A minha esperança para o pós-crise, seja isso o que vier a
ser, é de que renasçam valores matriciais que se foram esboroando à conta do
laxismo que se espalhou com o regime do dinheiro fácil.
A saber: o valor do
trabalho e do mérito com base na avaliação permanente das instituições,
organismos, empresas, organizações e associações. Uma avaliação obviamente
impositiva para todos os setores do Estado e que os privados possam reconhecer
como paradigmática a ponto de a acolherem nos seus manuais de boas práticas
societárias.
Ainda não perdi a esperança de que esta crise possa providenciar um superior
grau de vigilância social sobre vários desmandos e maus hábitos, mas confesso
que os sinais que chegam do mundo dos partidos estão longe de ser encorajadores.
O último desses sinais foi o da indicação pelos partidos de três juízes para
o Tribunal Constitucional: um deles já foi retirado pelo PSD e outro, indicado
pelo PS, já foi publicamente posto em xeque pela perspetiva de poder vir a ser
confrontado pelo Ministério Público com decisões tomadas ao tempo em que era
secretário de Estado da Justiça, entre 2005 e 2009.

◇ ◇ ◇ ◇ ◇ ◇ ◇

◆ Enunciado
Reproduz, tal como está no texto sobre a esperança para o pós-crise, o trecho que começa nas palavras "Ainda não perdi" e acaba depois de "2005 e 2009.". A listagem é material à parte, sem ligação ao texto.

◆ Itens de identificação de locais

◇ ◇ ◇ ◇ ◇ ◇ ◇

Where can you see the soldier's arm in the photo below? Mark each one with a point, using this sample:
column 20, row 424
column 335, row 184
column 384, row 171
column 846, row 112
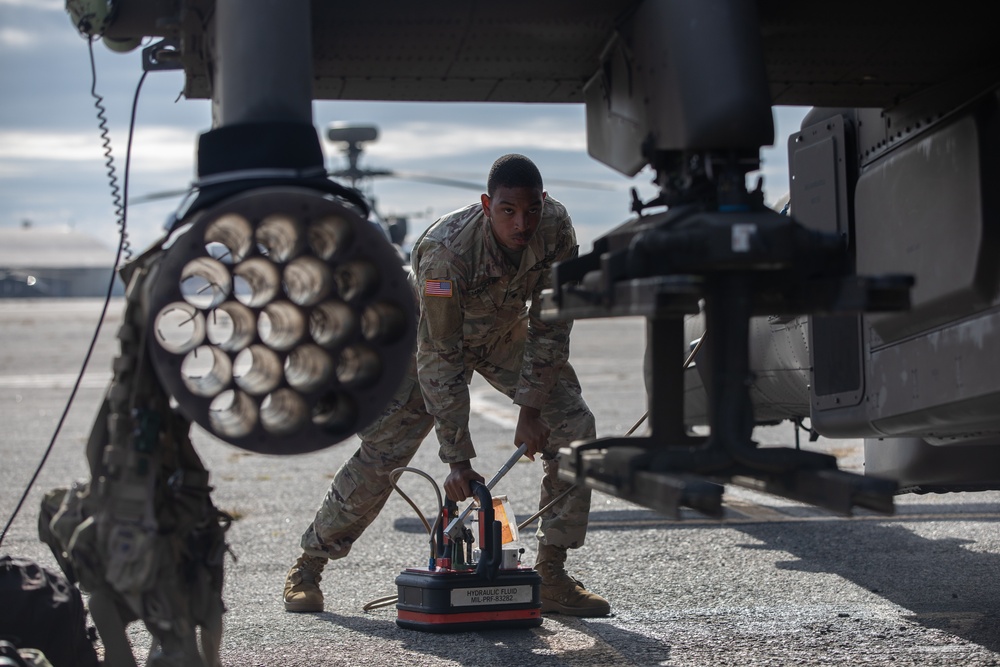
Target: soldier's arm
column 440, row 365
column 547, row 347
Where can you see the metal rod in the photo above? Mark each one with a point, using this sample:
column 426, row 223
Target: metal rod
column 457, row 521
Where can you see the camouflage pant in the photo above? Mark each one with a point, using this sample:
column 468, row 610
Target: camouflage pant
column 361, row 486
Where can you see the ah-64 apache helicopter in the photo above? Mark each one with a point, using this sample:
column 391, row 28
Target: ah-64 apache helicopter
column 882, row 285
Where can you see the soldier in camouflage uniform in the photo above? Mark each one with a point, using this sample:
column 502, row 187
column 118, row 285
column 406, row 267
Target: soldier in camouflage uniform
column 474, row 272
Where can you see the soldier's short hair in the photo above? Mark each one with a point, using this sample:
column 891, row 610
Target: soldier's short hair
column 513, row 171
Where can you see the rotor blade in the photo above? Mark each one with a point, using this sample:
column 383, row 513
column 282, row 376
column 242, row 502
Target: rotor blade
column 156, row 196
column 439, row 180
column 480, row 187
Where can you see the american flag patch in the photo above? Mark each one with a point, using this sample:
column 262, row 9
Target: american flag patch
column 437, row 287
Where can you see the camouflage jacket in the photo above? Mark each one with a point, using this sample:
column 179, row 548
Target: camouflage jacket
column 475, row 306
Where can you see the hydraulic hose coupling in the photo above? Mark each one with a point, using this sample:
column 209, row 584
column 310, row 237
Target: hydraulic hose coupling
column 490, row 534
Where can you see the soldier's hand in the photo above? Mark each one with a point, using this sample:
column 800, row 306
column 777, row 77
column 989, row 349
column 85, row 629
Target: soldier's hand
column 456, row 485
column 532, row 431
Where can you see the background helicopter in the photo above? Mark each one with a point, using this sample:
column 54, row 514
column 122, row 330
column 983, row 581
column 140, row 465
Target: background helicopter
column 351, row 140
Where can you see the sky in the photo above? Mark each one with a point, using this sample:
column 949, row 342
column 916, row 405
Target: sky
column 53, row 169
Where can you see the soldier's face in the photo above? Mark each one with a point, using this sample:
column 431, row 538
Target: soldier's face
column 514, row 214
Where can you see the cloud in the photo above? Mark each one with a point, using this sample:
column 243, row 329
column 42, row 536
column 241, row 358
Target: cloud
column 157, row 149
column 425, row 140
column 15, row 38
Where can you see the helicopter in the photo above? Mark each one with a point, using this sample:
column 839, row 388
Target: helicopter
column 640, row 69
column 881, row 277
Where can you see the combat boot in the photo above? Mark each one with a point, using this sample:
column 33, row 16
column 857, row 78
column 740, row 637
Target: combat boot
column 302, row 591
column 562, row 593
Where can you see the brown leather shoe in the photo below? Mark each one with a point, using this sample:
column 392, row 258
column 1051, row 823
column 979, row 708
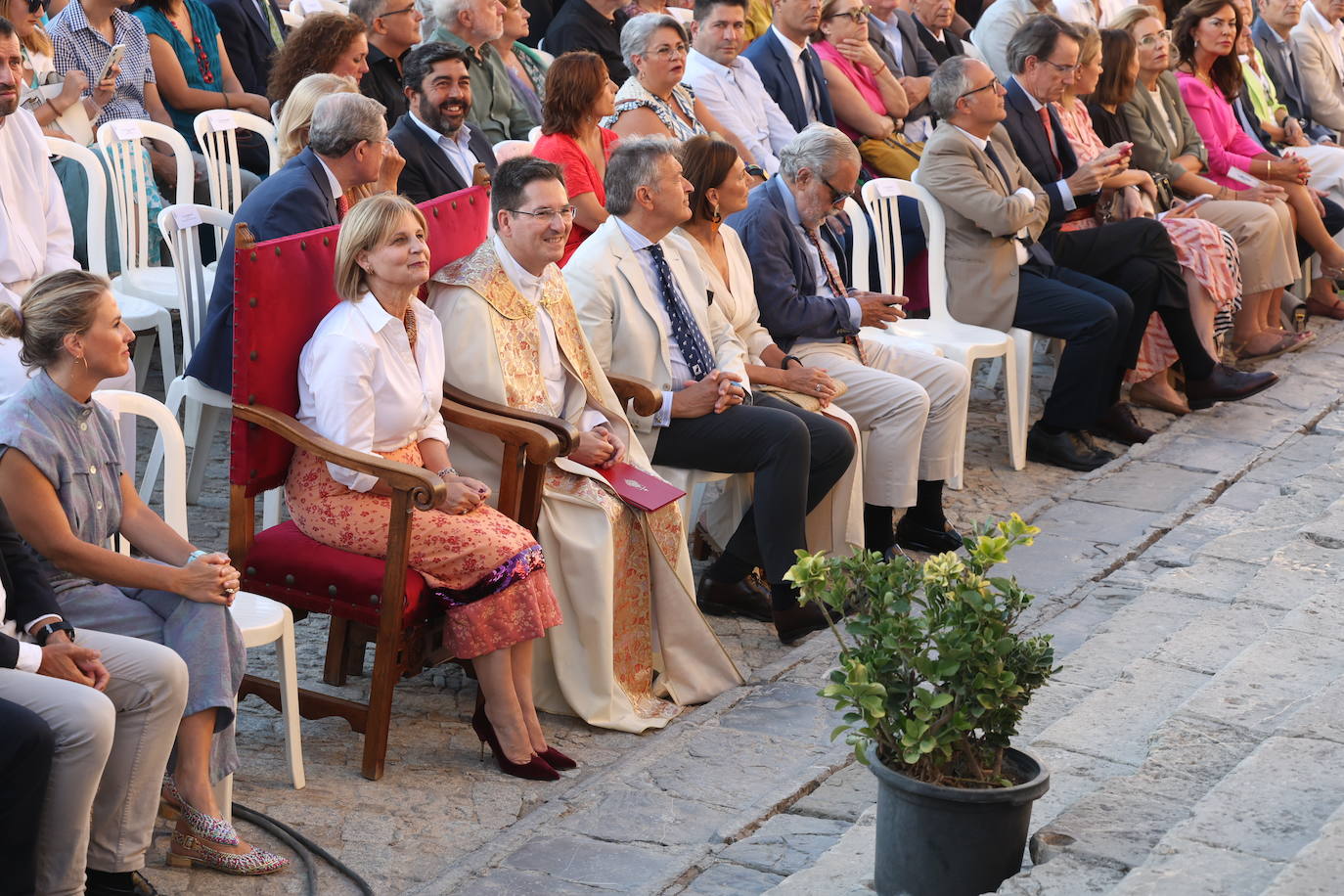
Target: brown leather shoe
column 794, row 622
column 1120, row 425
column 732, row 600
column 1228, row 384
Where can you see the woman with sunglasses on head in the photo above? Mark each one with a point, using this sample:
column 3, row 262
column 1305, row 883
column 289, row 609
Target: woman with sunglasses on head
column 1168, row 144
column 1210, row 79
column 653, row 103
column 867, row 97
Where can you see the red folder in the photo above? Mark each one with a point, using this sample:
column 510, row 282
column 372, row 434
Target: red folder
column 637, row 488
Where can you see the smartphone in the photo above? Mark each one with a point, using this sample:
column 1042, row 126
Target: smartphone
column 113, row 58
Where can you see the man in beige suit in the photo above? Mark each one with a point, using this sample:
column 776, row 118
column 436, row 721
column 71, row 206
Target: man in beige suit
column 998, row 274
column 643, row 304
column 1320, row 61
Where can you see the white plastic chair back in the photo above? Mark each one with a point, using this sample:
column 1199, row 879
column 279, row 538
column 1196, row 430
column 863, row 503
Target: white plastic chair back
column 97, row 208
column 180, row 227
column 216, row 132
column 130, row 175
column 175, row 468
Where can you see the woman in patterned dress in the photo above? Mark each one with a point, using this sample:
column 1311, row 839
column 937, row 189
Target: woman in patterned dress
column 371, row 379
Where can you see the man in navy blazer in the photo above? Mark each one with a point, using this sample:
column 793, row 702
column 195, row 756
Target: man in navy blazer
column 345, row 147
column 912, row 406
column 1135, row 254
column 439, row 146
column 802, row 98
column 247, row 39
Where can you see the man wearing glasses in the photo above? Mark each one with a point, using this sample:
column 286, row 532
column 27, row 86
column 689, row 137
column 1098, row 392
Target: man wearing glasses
column 392, row 27
column 910, row 405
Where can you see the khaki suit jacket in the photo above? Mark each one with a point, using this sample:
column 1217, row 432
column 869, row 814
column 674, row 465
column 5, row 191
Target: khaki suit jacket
column 624, row 321
column 983, row 215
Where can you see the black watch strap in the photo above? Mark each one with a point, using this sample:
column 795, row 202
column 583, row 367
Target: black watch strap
column 51, row 628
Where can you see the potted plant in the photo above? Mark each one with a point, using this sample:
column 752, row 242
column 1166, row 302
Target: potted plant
column 931, row 683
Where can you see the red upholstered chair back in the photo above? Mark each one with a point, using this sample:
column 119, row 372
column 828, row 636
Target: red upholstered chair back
column 283, row 289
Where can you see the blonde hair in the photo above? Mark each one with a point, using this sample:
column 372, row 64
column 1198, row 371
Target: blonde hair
column 53, row 308
column 1131, row 17
column 366, row 227
column 295, row 114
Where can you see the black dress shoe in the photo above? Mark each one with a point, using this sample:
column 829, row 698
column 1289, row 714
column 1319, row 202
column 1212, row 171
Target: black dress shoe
column 915, row 536
column 1069, row 450
column 733, row 600
column 1120, row 425
column 1228, row 384
column 794, row 622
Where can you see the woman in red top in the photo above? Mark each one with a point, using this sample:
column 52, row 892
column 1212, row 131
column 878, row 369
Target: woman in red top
column 578, row 94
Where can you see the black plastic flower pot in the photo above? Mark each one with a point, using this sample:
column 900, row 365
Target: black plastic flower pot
column 949, row 841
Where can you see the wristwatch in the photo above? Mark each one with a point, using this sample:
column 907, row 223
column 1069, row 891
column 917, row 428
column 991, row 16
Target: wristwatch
column 50, row 629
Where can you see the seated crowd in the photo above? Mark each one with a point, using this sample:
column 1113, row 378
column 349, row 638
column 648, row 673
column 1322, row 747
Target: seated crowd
column 668, row 202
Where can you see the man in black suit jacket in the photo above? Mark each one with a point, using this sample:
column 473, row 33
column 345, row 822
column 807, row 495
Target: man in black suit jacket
column 87, row 722
column 248, row 28
column 773, row 55
column 1135, row 254
column 439, row 147
column 933, row 23
column 347, row 146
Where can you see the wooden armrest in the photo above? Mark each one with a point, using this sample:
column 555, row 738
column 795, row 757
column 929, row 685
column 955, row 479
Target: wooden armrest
column 542, row 442
column 426, row 490
column 564, row 431
column 647, row 399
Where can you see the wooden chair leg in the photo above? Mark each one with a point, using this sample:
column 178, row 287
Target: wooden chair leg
column 386, row 673
column 337, row 637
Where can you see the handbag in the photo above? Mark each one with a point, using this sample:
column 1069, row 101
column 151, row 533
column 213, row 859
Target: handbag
column 801, row 399
column 894, row 156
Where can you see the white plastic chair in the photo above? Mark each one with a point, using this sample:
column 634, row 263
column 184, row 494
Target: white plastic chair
column 261, row 619
column 130, row 175
column 216, row 132
column 959, row 341
column 205, row 407
column 139, row 313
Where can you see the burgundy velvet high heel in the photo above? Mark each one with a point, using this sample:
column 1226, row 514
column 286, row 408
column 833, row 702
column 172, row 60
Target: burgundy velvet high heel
column 534, row 769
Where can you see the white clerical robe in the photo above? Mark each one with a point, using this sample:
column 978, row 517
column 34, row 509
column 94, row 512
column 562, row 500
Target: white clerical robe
column 633, row 647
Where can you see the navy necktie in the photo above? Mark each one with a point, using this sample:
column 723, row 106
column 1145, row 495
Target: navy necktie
column 687, row 334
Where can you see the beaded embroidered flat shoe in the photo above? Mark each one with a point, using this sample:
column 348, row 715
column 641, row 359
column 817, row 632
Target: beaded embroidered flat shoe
column 215, row 830
column 187, row 852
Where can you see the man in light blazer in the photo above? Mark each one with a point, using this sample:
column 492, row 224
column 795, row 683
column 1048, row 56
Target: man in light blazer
column 789, row 67
column 1318, row 50
column 644, row 305
column 439, row 146
column 999, row 276
column 1273, row 36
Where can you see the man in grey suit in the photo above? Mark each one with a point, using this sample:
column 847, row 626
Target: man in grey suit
column 1272, row 35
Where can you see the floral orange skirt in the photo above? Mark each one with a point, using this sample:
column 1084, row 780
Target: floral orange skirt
column 488, row 567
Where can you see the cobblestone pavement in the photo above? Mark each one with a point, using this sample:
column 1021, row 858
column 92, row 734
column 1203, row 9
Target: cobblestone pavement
column 697, row 805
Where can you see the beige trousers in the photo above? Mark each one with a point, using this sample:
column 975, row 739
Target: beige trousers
column 112, row 748
column 910, row 406
column 1264, row 237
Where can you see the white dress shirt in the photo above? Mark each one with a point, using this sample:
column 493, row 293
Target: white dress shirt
column 1019, row 245
column 35, row 236
column 798, row 71
column 736, row 96
column 560, row 381
column 455, row 148
column 360, row 385
column 1066, row 195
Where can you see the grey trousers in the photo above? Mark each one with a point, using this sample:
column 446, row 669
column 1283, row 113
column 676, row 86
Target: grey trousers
column 111, row 754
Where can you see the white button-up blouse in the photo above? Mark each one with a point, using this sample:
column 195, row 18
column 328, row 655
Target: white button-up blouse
column 360, row 385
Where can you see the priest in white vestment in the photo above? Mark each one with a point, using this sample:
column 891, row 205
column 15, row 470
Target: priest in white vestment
column 633, row 648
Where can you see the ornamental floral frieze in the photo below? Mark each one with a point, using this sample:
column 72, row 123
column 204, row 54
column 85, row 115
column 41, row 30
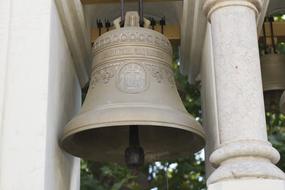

◇ ◇ ◇ ◇ ◇ ◇ ◇

◆ Resposta completa
Ainda não perdi a esperança de que esta crise possa providenciar um superior
grau de vigilância social sobre vários desmandos e maus hábitos, mas confesso
que os sinais que chegam do mundo dos partidos estão longe de ser encorajadores.
O último desses sinais foi o da indicação pelos partidos de três juízes para
o Tribunal Constitucional: um deles já foi retirado pelo PSD e outro, indicado
pelo PS, já foi publicamente posto em xeque pela perspetiva de poder vir a ser
confrontado pelo Ministério Público com decisões tomadas ao tempo em que era
secretário de Estado da Justiça, entre 2005 e 2009.